#### [PAGE TEXT]
══════
Committing to an equitable workplace is where the culture builds respect, fosters inclusiveness, diversity and embraces the unique skills and qualities of all employees. It's everybody’s responsibility to foster and promote inclusiveness and increasing your skills and knowledge of unconscious bias will help develop an appreciation of the nature and prevalence of bias to foster inclusiveness.
This information will complement informative lunch and learns and help you explore some of your biases and how to acknowledge them within and outside of the workplace.
Unconscious bias is a mental shortcut made up of attitudes or stereotypes you develop over time which we all use to make decisions. Ultimately, these biases help the brain create shortcuts for the decision-making process and help detect apparent threats. If unconscious bias goes unchecked it can lead to fixed generalised views of how people should act or even negative out-spoken (or inner-spoken) attitude towards a person or group making a plentiful ground for growing stereotypes, prejudice, discrimination. Unconscious biases is everywhere from the neighbourhood we choose, the close friends that we have, to the companies we choose to work for.
How does this work? Various research has shown that many biases are formed throughout life and held at the subconscious level, mainly through societal and parental conditioning as we gather millions of bits of information and our brain processes that information in a certain way – unconsciously formatting it into familiar patterns. It can be difficult accepting or acknowledging it but we all do it from gender, ethnicity, disability, sexuality, body size, profession any many more. These factors all influence the assessments that we make of people and form the basis of our relationship with others, and the world around us.
Also, here is an article about the business benefits of Diversity and Inclusion learning, and why Virtual Reality with perspective-taking actually makes a difference: https://www.linkedin.com/pulse/unconscious-bias-training-diversity-through-virtual-reality-martin/
This is the bias towards people "who make me comfortable" and biased against people "who make me uncomfortable". In other words, the inclination to give a higher rating to people with similar interests, skills and backgrounds as you.
A preference we connect with others who share similar interests, experiences or backgrounds. This bias occurs because your brain sees them as familiar and relatable, and we all want to be around people we can relate to, its easier.
If interviewing a potential candidate, actively take note of the similarities you share with the candidate so that you can differentiate
between attributes that may cloud your judgement and the concrete skills, experiences and unique qualities that would contribute to your team as a ‘culture add’ rather than ‘culture fit.’
This bias is when you make an assumption about others based on a characteristic without having all the data needed to be accurate. An example is establishing judgements around one particular characteristic such as someone’s age, the roots of their name, their physical attractiveness or size, and making assumptions about what they can or can’t do based on that characteristic.
══════
#### [DATASET ENTRIES]

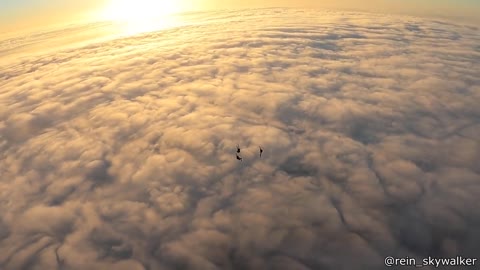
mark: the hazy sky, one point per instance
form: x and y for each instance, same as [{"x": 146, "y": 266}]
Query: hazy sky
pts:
[{"x": 17, "y": 15}]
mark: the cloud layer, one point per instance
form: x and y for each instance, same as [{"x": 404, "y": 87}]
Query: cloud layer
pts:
[{"x": 121, "y": 154}]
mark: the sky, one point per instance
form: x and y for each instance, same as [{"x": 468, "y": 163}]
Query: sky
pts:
[
  {"x": 121, "y": 153},
  {"x": 24, "y": 15}
]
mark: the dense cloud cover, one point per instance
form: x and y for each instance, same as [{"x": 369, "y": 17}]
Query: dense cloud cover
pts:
[{"x": 121, "y": 154}]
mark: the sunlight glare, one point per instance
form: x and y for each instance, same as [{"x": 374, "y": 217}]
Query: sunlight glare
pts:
[{"x": 139, "y": 16}]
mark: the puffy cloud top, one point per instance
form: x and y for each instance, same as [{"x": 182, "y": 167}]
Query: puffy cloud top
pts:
[{"x": 121, "y": 154}]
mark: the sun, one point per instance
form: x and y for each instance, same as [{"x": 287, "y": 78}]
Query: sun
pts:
[
  {"x": 141, "y": 15},
  {"x": 138, "y": 10}
]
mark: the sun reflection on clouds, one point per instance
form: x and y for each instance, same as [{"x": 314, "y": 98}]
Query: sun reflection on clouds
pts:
[{"x": 140, "y": 16}]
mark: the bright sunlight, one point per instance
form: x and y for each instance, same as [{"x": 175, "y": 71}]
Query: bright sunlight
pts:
[{"x": 139, "y": 16}]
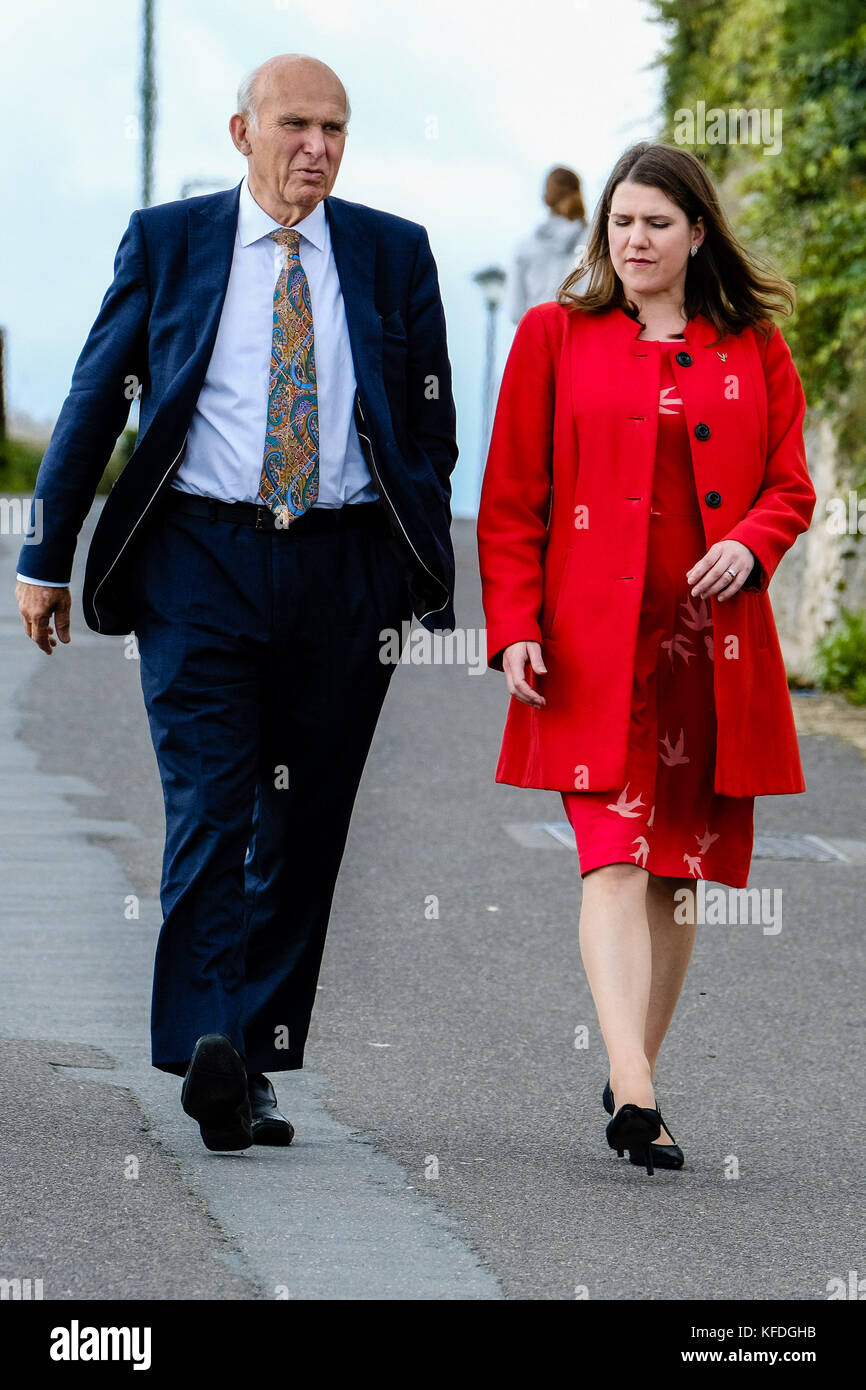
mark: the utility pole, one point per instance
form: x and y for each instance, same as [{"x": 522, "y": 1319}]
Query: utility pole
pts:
[{"x": 148, "y": 95}]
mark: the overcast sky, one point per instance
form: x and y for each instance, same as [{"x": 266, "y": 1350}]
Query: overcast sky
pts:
[{"x": 508, "y": 88}]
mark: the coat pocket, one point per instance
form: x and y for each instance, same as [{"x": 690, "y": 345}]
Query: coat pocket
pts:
[{"x": 555, "y": 603}]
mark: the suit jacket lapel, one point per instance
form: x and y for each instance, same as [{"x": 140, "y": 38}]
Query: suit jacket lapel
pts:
[
  {"x": 353, "y": 245},
  {"x": 211, "y": 242}
]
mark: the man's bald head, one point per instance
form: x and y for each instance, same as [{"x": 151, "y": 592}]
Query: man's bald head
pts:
[
  {"x": 281, "y": 70},
  {"x": 291, "y": 125}
]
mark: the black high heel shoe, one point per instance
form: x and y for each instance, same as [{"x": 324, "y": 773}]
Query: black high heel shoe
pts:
[
  {"x": 665, "y": 1155},
  {"x": 634, "y": 1127}
]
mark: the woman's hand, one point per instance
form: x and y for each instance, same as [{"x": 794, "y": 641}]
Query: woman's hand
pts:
[
  {"x": 515, "y": 663},
  {"x": 711, "y": 574}
]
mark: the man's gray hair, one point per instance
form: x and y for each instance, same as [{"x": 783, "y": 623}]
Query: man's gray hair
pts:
[{"x": 246, "y": 99}]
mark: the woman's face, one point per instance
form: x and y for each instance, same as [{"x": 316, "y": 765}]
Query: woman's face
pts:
[{"x": 649, "y": 241}]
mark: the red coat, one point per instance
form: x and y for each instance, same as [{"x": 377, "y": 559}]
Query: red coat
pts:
[{"x": 563, "y": 533}]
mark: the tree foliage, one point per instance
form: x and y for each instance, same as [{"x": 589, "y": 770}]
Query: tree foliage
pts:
[{"x": 802, "y": 209}]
══════
#### [PROBLEM SET]
- A) In the text on unconscious bias, what does research say mainly forms the biases we hold at the subconscious level?
- B) Write the next part of the text on unconscious bias, picking up after its last sentence.

#### [ANSWERS BELOW]
- A) Societal and parental conditioning, as the brain gathers and processes information into familiar patterns.

- B)
Regardless, you made an assumption based on only a small amount of data.
It is important to focus on objective
facts. When evaluating someone's individual achievements or weaknesses, focus on the factual situational information you have in front of you. If you start making assumptions about why something happened, you run the risk of incorrectly describing another person's motives or character.
Confirmation bias refers to how people primarily search for bits of evidence that back up their opinions, rather than looking at the whole picture. Its leads to selective observation, meaning you overlook other information that contradicts your initial evidence and interpret new information in a way that confirms a person’s pre-existing beliefs.
Think like a scientist! When researchers ask questions, they try to form their hypothesis in ways that seeks to disconfirm rather than confirm their initial beliefs. Every time you have an impression about someone, go out and seek evidence that they are the opposite or entirely different from what you suspect. When collecting feedback from others, pay close attention to the feedback that goes against your beliefs.
The tendency that people have to act in a similar way to those around them, changing what they believe in, or their values, in order to be included in a group.
The problematic consensus that is characteristic of groupthink may be fuelled by a particular agenda or it may be due to group members valuing harmony and coherence above critical thought.
Ultimately it hinders innovation as this bias doesn’t support critical thinking and creativity.
Healthy opposition has been linked to more creative thinking and ultimately greater innovation. It can be helpful to ask one person in a meeting, workshop to deliberately play devil’s advocate and argue with the solutions proposed by the majority is one strategy that has been shown to be effective against conformity bias.
Another method is to use de Bono’s six hats approach to help teams get used to identifying bias in their thinking and decision making.
The tendency to put someone on a pedestal or think more highly of them after learning something impressive about them (halo bias), or conversely, perceiving someone negatively after learning something unfavourable about them (horns bias). For example, letting a colleague's friendly sense of humour override their poor communication skills.
When assessing someone’s performance make sure at least 2 different aspects of performance to get a holistic view so that one awesome or awful trait or skill doesn’t overshadow
everything else.
A good defence against the horns and halo bias is to adhere to rule: Every idea must stand on its own merit regardless of who proposes it.
The primacy bias and the recency bias are the two main components of a broader concept known as the serial position effect. The serial position effect says that when given a list of information and later asked to recall that information, the items at the beginning (primacy) and the items at the end (recency) are more likely to be recalled than the items in the middle.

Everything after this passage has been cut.